START PROVIDED PASSAGE

Silver Cow PartyTime Limit:2000MS    Memory Limit:65536KB    64bit IO Format:%lld & %llu

Description

One cow from each of N farms (1 ≤ N ≤ 1000) conveniently numbered 1..N is going to attend the big cow party to be held at farm #X (1 ≤ XN). A total of M (1 ≤ M ≤ 100,000) unidirectional (one-way roads connects pairs of farms; road i requires Ti (1 ≤ Ti ≤ 100) units of time to traverse.

Each cow must walk to the party and, when the party is over, return to her farm. Each cow is lazy and thus picks an optimal route with the shortest time. A cow's return route might be different from her original route to the party since roads are one-way.

Of all the cows, what is the longest amount of time a cow must spend walking to the party and back?

Input

Line 1: Three space-separated integers, respectively: N, M, and X
Lines 2.. M+1: Line i+1 describes road i with three space-separated integers: Ai, Bi, and Ti. The described road runs from farm Ai to farm Bi, requiring Ti time units to traverse.

Output

Line 1: One integer: the maximum of time any one cow must walk.

Sample Input

4 8 2
1 2 4
1 3 2
1 4 7
2 1 1
2 3 5
3 1 2
3 4 4
4 2 3

Sample Output

10

Hint

Cow 4 proceeds directly to the party (3 units) and returns via farms 1 and 3 (7 units), for a total of 10 time units.

END PROVIDED PASSAGE
START COLLECTED MATERIAL

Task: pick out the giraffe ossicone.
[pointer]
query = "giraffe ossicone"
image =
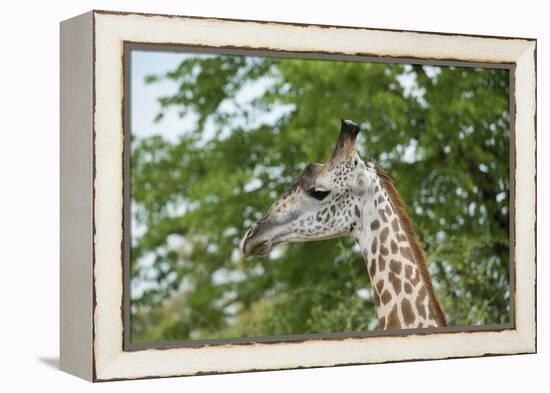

END COLLECTED MATERIAL

» PROBLEM TO WORK ON
In the cow party problem, how many time units does cow 4 spend on its return trip in the sample?

» ANSWER TO THE EXERCISE
7 units, returning via farms 1 and 3.